▶ [指示 1]
エントリの中で文字列「grass」を含む行の数を答えよ。数だけを示すこと。大文字と小文字は区別する。

━━━ 文書 ━━━

ミキサー×コミチ漫画賞(第16回コミチ漫画賞)の総評を書かせていただきます、コミチ代表のマンディ(@daisakku)です。
今回のコミチ漫画賞は、数々の人気作の編集を手がける編集プロダクション『ミキサー』さんとの共同開催という形でやらせていただきました。
ご応募いただいた作品を読んで、縦スクロールフルカラーというフォーマットに加え、「彼氏もの彼女もの」というテーマ設定はやや漫画家さんを悩ませてしまったかなと思います。
今回は、大賞・入賞は選出なしという形で、特別賞を選出させていただきました。
詳細は、ミキサー・北室さん、しーげるさん、シャープさん、たらればさんによる寸評をお楽しみください!
特別賞
専属の花嫁 みつき溯
ミキサー・北室美由紀さん(@ktmrmiyuki)
Webtoon読者さんに刺さりそうなストーリーで1話から興味深く拝読しました。
縦カラー向きの絵柄と着彩方法なので、これからももっと上手になっていきそうです!
縦カラーを描こうという意思をとても感じましたが、横漫画の表現技法を使ってしまっているため、テンポが悪くなっていました。
コマ間が詰まりすぎてしまっているために起こっているテンポの悪さなので「コマ間をもっと大胆にあける」「モノローグをコマとコマの間に配置する」ことを意識するだけでも、この作品の読みやすさが格段にアップすると思います。
鎖や髪が枠線の役割を担う表現パターンはとてもセンスがありますので、そういった表現パターンをもっと増やして自由に描いてください。
キャラクターの魅力を際立たせるために、特に1話での善悪はわかりやすく表現することがとても大切です。

━━━ 提供資料 ━━━

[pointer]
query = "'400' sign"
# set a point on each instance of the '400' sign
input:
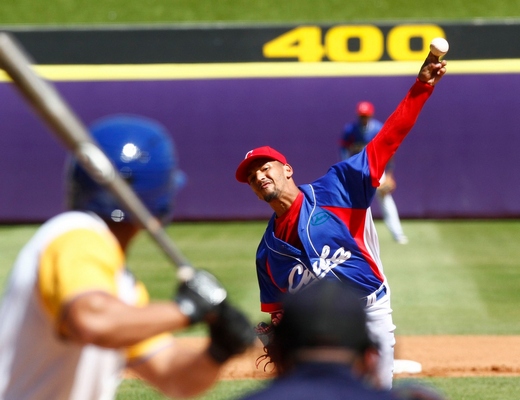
(362, 43)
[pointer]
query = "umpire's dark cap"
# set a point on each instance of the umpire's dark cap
(326, 314)
(260, 152)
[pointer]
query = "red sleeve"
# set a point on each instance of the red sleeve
(381, 149)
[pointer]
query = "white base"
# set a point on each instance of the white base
(407, 367)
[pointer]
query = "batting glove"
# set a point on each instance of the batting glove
(200, 296)
(231, 333)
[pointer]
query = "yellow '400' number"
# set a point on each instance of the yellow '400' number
(305, 43)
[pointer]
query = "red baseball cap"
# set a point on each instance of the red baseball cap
(365, 108)
(252, 155)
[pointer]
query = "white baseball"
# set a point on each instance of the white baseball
(439, 46)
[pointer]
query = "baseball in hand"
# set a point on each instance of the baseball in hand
(439, 47)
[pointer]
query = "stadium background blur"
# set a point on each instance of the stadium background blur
(462, 162)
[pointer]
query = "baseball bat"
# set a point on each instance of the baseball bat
(68, 128)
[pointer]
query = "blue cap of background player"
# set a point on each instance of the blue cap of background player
(260, 152)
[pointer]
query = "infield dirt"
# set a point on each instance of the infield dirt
(440, 356)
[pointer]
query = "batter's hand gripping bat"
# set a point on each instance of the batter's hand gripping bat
(67, 127)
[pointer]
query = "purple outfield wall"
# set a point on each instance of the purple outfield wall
(460, 160)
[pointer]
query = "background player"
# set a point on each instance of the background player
(324, 230)
(354, 138)
(73, 316)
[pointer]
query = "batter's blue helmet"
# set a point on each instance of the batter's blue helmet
(144, 154)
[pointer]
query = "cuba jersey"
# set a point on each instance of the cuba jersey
(335, 225)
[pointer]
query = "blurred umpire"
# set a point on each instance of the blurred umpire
(73, 317)
(322, 348)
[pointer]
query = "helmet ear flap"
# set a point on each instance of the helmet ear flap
(143, 152)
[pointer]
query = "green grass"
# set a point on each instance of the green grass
(65, 12)
(454, 277)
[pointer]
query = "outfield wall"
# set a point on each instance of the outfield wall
(460, 159)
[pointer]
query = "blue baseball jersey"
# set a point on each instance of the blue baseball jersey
(335, 225)
(355, 132)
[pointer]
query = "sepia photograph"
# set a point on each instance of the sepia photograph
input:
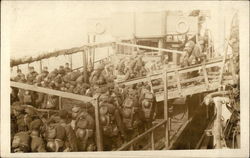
(124, 79)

━━━

▶ [指示 2]
この漫画賞の総評を二文で要約せよ。

▶ [解答例 1]
2

▶ [解答例 2]
コミチ代表のマンディが、編集プロダクション『ミキサー』との共同開催で行われた第16回コミチ漫画賞の総評を書いており、今回は大賞・入賞の選出はなく特別賞が選ばれた。特別賞の『専属の花嫁』(みつき溯)について、ミキサーの北室美由紀さんは、Webtoon読者に刺さりそうなストーリーと縦カラー向きの絵柄を評価する一方、横漫画の表現技法によってテンポが悪くなっていると指摘し、コマ間をもっと大胆にあけることなどを勧めている。